Starting at the line containing "Extract number 21" and ending at the line containing "84;71;115;188", express only those records as a two-column CSV with the headers input and output, one row per record. Put the record's text in input and its answer in output, each as one quoted field with line breaks replaced by spaces.

## Data provided
——————
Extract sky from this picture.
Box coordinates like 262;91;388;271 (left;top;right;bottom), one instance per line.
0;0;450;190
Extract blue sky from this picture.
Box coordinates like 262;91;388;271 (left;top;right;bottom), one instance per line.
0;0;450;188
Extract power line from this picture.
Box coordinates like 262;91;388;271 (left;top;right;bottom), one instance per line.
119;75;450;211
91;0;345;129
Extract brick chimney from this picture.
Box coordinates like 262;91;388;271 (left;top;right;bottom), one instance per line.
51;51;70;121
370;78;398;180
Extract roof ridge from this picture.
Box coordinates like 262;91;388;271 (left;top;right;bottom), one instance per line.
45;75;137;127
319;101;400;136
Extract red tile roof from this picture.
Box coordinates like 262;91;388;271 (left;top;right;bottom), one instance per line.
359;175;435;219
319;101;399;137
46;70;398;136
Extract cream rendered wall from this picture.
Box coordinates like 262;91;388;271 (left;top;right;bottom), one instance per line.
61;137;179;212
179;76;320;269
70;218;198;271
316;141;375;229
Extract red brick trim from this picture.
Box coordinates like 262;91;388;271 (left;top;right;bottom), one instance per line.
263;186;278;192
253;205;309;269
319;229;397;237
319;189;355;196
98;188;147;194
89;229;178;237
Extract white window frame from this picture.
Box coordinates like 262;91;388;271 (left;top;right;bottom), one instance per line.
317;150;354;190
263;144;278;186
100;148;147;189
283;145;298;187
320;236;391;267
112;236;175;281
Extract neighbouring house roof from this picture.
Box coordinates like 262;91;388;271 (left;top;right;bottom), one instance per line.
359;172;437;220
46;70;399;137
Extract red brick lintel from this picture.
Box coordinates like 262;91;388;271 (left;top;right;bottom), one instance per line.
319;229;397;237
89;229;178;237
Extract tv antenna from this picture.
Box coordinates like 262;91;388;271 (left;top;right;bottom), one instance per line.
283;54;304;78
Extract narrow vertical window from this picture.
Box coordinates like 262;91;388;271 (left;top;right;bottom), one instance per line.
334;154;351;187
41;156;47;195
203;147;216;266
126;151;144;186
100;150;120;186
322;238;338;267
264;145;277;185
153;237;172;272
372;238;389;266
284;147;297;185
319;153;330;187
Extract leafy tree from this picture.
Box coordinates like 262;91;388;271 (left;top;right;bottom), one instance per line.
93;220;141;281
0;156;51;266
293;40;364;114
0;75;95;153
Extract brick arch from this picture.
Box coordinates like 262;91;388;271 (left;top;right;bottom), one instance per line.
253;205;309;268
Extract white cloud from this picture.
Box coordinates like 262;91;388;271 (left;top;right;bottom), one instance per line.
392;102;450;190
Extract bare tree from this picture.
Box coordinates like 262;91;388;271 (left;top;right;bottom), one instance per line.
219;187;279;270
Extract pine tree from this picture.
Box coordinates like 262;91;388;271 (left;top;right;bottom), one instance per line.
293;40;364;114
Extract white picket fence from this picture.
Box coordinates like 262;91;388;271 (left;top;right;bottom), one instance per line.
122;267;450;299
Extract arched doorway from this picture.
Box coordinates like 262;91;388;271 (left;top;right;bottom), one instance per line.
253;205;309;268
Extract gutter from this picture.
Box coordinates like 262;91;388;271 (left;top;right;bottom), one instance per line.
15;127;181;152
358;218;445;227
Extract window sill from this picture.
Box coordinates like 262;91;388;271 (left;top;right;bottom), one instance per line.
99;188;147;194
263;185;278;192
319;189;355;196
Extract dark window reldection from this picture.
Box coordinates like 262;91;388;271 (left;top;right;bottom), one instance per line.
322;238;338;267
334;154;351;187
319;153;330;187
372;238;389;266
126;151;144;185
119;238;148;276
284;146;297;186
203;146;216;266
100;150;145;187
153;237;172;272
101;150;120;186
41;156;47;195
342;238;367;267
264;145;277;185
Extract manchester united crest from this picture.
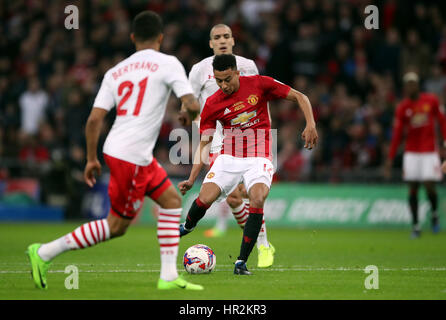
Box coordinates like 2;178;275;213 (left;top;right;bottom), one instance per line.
248;94;259;106
206;172;215;179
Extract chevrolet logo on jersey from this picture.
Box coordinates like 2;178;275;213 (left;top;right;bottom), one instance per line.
231;110;257;126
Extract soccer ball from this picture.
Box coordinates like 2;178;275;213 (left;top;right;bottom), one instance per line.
183;244;216;273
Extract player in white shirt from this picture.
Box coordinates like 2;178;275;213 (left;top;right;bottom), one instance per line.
181;24;275;268
27;11;203;290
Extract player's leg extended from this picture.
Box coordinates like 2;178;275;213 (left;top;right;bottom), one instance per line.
152;181;203;290
204;153;228;238
226;184;249;229
234;183;269;274
180;182;221;236
232;180;275;268
408;181;421;238
27;155;144;288
235;183;272;250
26;214;125;289
424;181;440;233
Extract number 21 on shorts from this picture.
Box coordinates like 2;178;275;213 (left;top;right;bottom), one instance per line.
263;163;273;177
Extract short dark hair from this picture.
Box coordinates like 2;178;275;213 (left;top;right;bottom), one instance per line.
132;10;163;41
212;54;237;71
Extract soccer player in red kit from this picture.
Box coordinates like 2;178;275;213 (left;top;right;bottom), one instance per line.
385;72;446;238
178;54;318;275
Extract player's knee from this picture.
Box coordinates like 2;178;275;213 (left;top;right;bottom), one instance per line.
249;196;265;208
226;194;243;208
110;224;128;238
163;193;181;209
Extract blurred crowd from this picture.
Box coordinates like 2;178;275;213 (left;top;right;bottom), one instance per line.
0;0;446;192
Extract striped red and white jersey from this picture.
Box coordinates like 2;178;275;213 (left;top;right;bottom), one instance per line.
93;49;193;166
200;75;291;160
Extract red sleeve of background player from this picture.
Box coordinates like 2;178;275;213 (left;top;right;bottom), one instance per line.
200;101;217;135
389;103;405;160
258;76;291;101
432;95;446;144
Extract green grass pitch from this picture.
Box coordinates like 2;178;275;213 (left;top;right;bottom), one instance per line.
0;223;446;300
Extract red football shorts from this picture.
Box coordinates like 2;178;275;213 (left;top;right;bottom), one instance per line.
209;152;220;169
104;154;172;219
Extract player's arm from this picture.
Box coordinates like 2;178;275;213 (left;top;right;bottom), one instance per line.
433;96;446;148
178;135;212;195
384;104;405;178
178;102;217;195
178;65;201;126
84;107;108;188
286;88;318;149
178;94;200;126
84;71;115;188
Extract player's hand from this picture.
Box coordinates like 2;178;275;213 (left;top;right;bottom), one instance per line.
441;160;446;174
383;159;392;180
177;111;192;127
84;159;101;188
178;180;194;196
302;125;318;150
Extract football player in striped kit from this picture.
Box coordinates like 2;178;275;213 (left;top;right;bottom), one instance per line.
27;11;203;290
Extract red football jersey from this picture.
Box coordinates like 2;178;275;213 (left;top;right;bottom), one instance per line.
389;93;446;159
200;75;291;159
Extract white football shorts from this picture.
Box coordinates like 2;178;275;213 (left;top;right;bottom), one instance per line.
403;152;443;181
203;154;274;201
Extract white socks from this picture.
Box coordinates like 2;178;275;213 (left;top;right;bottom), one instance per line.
37;219;110;261
157;208;182;281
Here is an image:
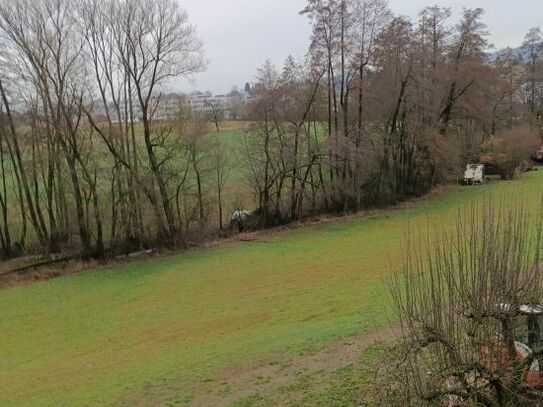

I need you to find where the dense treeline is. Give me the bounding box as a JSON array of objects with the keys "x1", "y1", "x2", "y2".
[{"x1": 0, "y1": 0, "x2": 543, "y2": 257}]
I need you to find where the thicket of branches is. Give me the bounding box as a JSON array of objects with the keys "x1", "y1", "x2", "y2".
[
  {"x1": 0, "y1": 0, "x2": 543, "y2": 257},
  {"x1": 391, "y1": 201, "x2": 543, "y2": 407}
]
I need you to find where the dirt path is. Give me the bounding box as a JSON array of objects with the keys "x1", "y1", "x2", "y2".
[{"x1": 188, "y1": 327, "x2": 395, "y2": 407}]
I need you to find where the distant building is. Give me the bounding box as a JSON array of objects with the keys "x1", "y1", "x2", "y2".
[{"x1": 93, "y1": 89, "x2": 251, "y2": 123}]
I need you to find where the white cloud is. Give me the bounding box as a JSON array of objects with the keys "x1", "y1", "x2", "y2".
[{"x1": 176, "y1": 0, "x2": 543, "y2": 92}]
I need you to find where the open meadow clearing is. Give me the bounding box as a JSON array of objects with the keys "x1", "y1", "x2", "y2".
[{"x1": 0, "y1": 171, "x2": 543, "y2": 406}]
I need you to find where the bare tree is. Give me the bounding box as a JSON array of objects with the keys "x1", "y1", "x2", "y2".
[{"x1": 391, "y1": 200, "x2": 543, "y2": 407}]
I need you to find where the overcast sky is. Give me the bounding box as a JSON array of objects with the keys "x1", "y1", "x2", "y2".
[{"x1": 176, "y1": 0, "x2": 543, "y2": 93}]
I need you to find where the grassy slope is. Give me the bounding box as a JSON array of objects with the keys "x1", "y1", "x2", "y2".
[{"x1": 0, "y1": 172, "x2": 543, "y2": 406}]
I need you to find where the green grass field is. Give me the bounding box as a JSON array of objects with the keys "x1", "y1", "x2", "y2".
[{"x1": 0, "y1": 171, "x2": 543, "y2": 406}]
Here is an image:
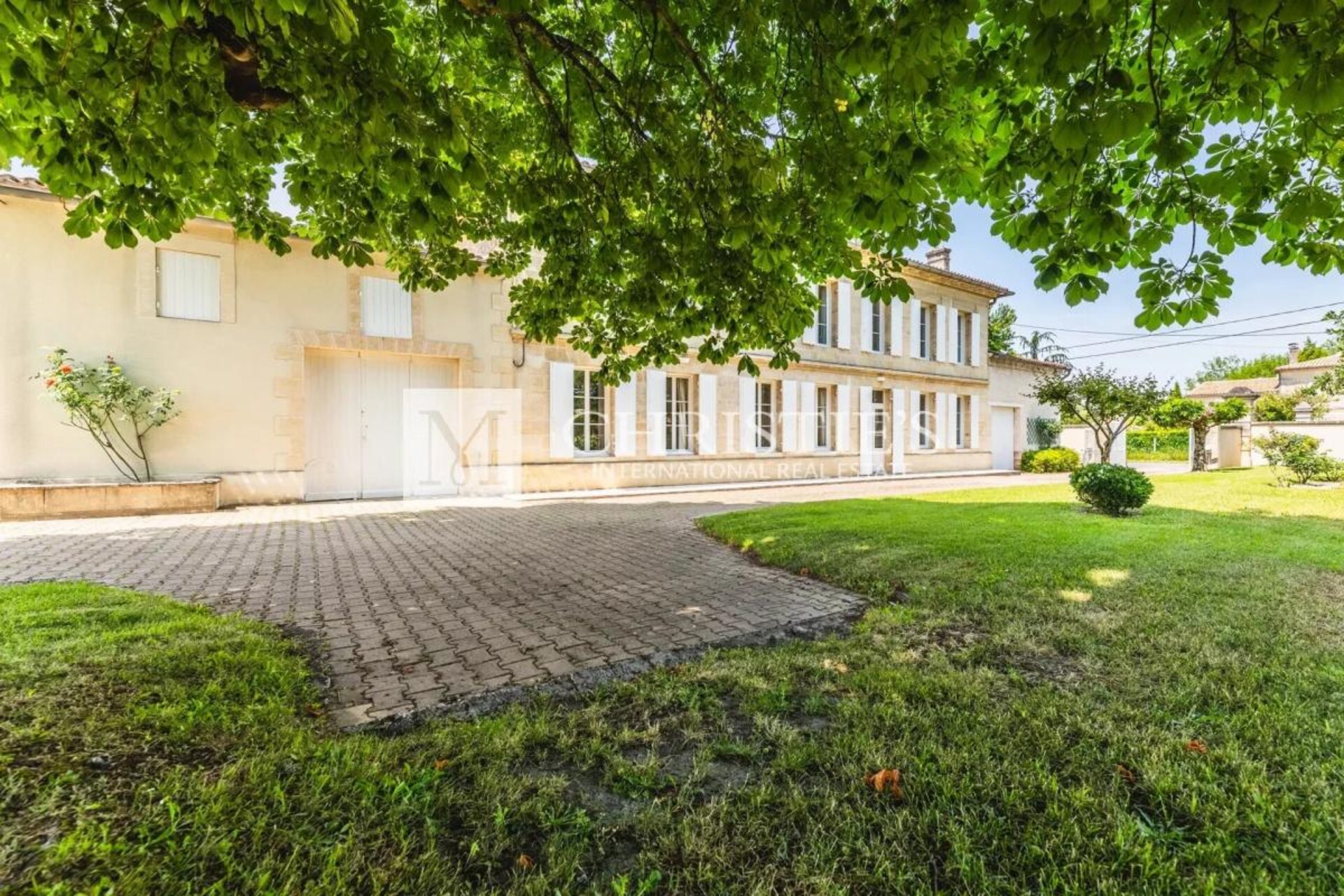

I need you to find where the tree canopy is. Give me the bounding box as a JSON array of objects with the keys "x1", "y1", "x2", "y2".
[{"x1": 0, "y1": 0, "x2": 1344, "y2": 373}]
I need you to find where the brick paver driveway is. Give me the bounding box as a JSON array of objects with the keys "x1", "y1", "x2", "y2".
[{"x1": 0, "y1": 478, "x2": 1048, "y2": 724}]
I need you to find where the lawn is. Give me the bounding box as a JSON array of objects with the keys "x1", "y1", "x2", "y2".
[{"x1": 0, "y1": 472, "x2": 1344, "y2": 895}]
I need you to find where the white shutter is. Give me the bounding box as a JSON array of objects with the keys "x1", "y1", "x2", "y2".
[
  {"x1": 551, "y1": 361, "x2": 574, "y2": 458},
  {"x1": 798, "y1": 383, "x2": 817, "y2": 451},
  {"x1": 888, "y1": 390, "x2": 911, "y2": 473},
  {"x1": 932, "y1": 392, "x2": 950, "y2": 449},
  {"x1": 970, "y1": 312, "x2": 983, "y2": 367},
  {"x1": 859, "y1": 386, "x2": 874, "y2": 475},
  {"x1": 644, "y1": 371, "x2": 668, "y2": 456},
  {"x1": 738, "y1": 376, "x2": 755, "y2": 451},
  {"x1": 910, "y1": 298, "x2": 920, "y2": 357},
  {"x1": 932, "y1": 305, "x2": 957, "y2": 361},
  {"x1": 887, "y1": 298, "x2": 906, "y2": 355},
  {"x1": 159, "y1": 248, "x2": 219, "y2": 321},
  {"x1": 780, "y1": 380, "x2": 798, "y2": 451},
  {"x1": 695, "y1": 373, "x2": 719, "y2": 454},
  {"x1": 834, "y1": 279, "x2": 853, "y2": 348},
  {"x1": 834, "y1": 383, "x2": 853, "y2": 451},
  {"x1": 359, "y1": 276, "x2": 412, "y2": 339},
  {"x1": 613, "y1": 374, "x2": 640, "y2": 456}
]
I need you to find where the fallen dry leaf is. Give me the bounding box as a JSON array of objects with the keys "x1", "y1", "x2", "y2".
[{"x1": 863, "y1": 769, "x2": 900, "y2": 799}]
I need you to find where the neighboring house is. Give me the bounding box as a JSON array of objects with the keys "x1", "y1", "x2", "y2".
[
  {"x1": 1185, "y1": 342, "x2": 1344, "y2": 421},
  {"x1": 989, "y1": 355, "x2": 1068, "y2": 470},
  {"x1": 0, "y1": 174, "x2": 1009, "y2": 504}
]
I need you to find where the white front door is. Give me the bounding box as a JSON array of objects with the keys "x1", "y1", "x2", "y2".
[
  {"x1": 990, "y1": 407, "x2": 1017, "y2": 470},
  {"x1": 304, "y1": 351, "x2": 457, "y2": 501}
]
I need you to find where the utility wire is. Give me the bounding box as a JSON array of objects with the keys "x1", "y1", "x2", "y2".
[{"x1": 1068, "y1": 323, "x2": 1338, "y2": 361}]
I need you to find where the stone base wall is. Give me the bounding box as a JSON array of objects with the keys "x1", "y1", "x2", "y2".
[{"x1": 0, "y1": 478, "x2": 219, "y2": 520}]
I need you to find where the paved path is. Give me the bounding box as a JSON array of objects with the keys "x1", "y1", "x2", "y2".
[{"x1": 0, "y1": 477, "x2": 1166, "y2": 724}]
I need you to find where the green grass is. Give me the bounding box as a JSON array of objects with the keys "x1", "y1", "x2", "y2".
[{"x1": 0, "y1": 472, "x2": 1344, "y2": 893}]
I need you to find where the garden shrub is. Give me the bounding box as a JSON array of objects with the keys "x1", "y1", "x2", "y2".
[
  {"x1": 1068, "y1": 463, "x2": 1153, "y2": 516},
  {"x1": 1255, "y1": 430, "x2": 1344, "y2": 485},
  {"x1": 1021, "y1": 447, "x2": 1081, "y2": 473}
]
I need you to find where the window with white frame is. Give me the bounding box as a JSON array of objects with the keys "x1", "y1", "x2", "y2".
[
  {"x1": 664, "y1": 376, "x2": 691, "y2": 453},
  {"x1": 872, "y1": 390, "x2": 887, "y2": 451},
  {"x1": 957, "y1": 312, "x2": 970, "y2": 364},
  {"x1": 815, "y1": 386, "x2": 834, "y2": 451},
  {"x1": 574, "y1": 371, "x2": 608, "y2": 454},
  {"x1": 919, "y1": 304, "x2": 934, "y2": 360},
  {"x1": 951, "y1": 395, "x2": 970, "y2": 447},
  {"x1": 816, "y1": 284, "x2": 831, "y2": 345},
  {"x1": 755, "y1": 380, "x2": 774, "y2": 451},
  {"x1": 359, "y1": 276, "x2": 412, "y2": 339},
  {"x1": 916, "y1": 392, "x2": 934, "y2": 449},
  {"x1": 155, "y1": 248, "x2": 219, "y2": 321}
]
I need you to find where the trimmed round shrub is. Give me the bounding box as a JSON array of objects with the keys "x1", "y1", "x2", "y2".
[
  {"x1": 1021, "y1": 447, "x2": 1081, "y2": 473},
  {"x1": 1068, "y1": 463, "x2": 1153, "y2": 516}
]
——————
## The completed task
input,output
"Extract number 21 on shorts from this picture. Box coordinates like 2;178;275;213 (left;top;right;bottom), one instance per line.","263;163;273;177"
"Extract short dark hair from this picture. Box coordinates like 2;178;275;213 (left;top;right;bottom), one instance per line.","132;10;163;41 212;54;237;71"
"Extract soccer player in red kit from this picture. Box coordinates like 2;178;275;213 (left;top;right;bottom), one instance per line.","385;72;446;238 178;54;318;275"
"Extract player's knee from this picture. Box coordinates like 2;178;275;213 (left;top;right;bottom), one instance per line.","249;196;265;208 226;194;243;208 110;224;128;238 163;193;181;209"
"Extract blurred crowd from this picture. Box coordinates like 2;178;275;213 (left;top;right;bottom), one instance per line.","0;0;446;192"
"Extract striped red and white jersey from this picture. Box coordinates like 2;178;275;213 (left;top;right;bottom), one instance per line.","93;49;193;166 200;75;291;160"
"Extract red sleeve of background player from this picture. Box coordinates like 2;178;275;213 (left;top;right;bottom), one instance per line.","200;101;217;135 389;103;405;160 258;76;291;101 432;95;446;144"
"Extract green grass pitch from this picture. Box coordinates like 2;178;275;213 (left;top;right;bottom), one instance per line.","0;223;446;300"
"Extract red football shorts from this picture. Box coordinates like 2;178;275;213 (left;top;right;bottom), one instance per line.","209;152;220;169 104;154;172;219"
"Extract player's arm from this picture. Box coordinates like 2;178;275;213 (left;top;right;bottom), one instance per line.","433;96;446;148 178;135;212;195 384;104;405;178 178;102;217;195 178;65;201;126 84;107;108;188 286;88;318;149 178;94;200;126 84;71;115;188"